Source data –
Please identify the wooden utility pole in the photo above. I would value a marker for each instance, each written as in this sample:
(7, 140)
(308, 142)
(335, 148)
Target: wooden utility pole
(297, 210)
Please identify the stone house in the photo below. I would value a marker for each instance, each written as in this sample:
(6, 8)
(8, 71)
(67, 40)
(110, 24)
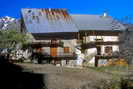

Brief – Pictures are to be left out; all other data must be returned exactly.

Answer –
Please identify the wooden utility pole in the photo above. I would value a marker for each instance, each written as in this sample:
(7, 140)
(308, 142)
(335, 148)
Target: wooden utility pole
(297, 210)
Please identify the stone house in the photo below. I would value a marker for each instance, each written as in this sample:
(6, 8)
(8, 71)
(67, 40)
(110, 24)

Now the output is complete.